=== Directions for this task ===
Print, please, the line that contains "Pick out every instance of the roof" and each line after it to the end of the entries, unchanged and with nothing else.

(Object pointing dataset rows)
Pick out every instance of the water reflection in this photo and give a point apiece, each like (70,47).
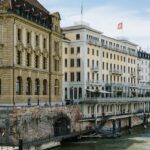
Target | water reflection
(138,140)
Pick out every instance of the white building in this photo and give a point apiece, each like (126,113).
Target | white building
(94,64)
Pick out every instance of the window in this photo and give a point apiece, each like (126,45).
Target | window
(118,57)
(103,54)
(19,35)
(78,50)
(56,65)
(44,43)
(114,56)
(28,61)
(66,76)
(56,47)
(44,62)
(36,61)
(103,65)
(78,76)
(72,50)
(106,55)
(88,51)
(28,37)
(19,58)
(92,51)
(36,40)
(66,51)
(72,63)
(37,87)
(45,87)
(66,93)
(77,36)
(0,87)
(75,93)
(88,74)
(66,63)
(110,56)
(106,66)
(88,63)
(56,87)
(80,92)
(72,76)
(78,62)
(71,93)
(19,86)
(28,86)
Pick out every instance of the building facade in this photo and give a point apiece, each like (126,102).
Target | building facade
(95,65)
(143,72)
(30,53)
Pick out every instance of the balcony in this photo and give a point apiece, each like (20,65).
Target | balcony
(116,71)
(94,82)
(95,69)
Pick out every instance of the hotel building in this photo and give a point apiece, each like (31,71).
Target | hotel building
(95,65)
(143,70)
(30,53)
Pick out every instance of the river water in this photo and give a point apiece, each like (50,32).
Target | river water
(138,140)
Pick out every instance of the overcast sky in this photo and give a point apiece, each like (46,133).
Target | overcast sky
(104,15)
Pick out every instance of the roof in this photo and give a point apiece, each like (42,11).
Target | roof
(78,27)
(37,5)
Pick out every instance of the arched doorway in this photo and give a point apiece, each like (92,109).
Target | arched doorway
(62,126)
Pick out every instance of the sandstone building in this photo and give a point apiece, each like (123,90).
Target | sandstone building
(30,53)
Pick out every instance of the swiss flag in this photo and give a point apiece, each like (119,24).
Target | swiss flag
(120,26)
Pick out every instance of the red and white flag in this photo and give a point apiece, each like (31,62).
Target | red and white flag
(120,26)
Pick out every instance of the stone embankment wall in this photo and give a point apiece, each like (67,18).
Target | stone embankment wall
(33,123)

=== Finished exercise ===
Pick out every instance of the roof in this photo and give a point apiece, each like (42,11).
Target | roof
(78,27)
(37,5)
Pick out every instance of the arched doorway in this photo and give a point apiece, each like (92,109).
Target | arched doorway
(62,126)
Pick out every instance of the sandstone building in this photo and give a point apiece, each like (123,90).
Target | sandstone building
(30,53)
Pick out every instance of the swiss flag in this photo and give a point apiece, each like (119,24).
Target | swiss flag
(120,26)
Pick out every instance of the red and white flag in this photo and give a point apiece, each like (31,62).
Target | red and white flag
(120,26)
Pick out every instance of the stone embankment wall in this photo and give a point apiece, each like (67,18).
Target | stone embankment wall
(33,123)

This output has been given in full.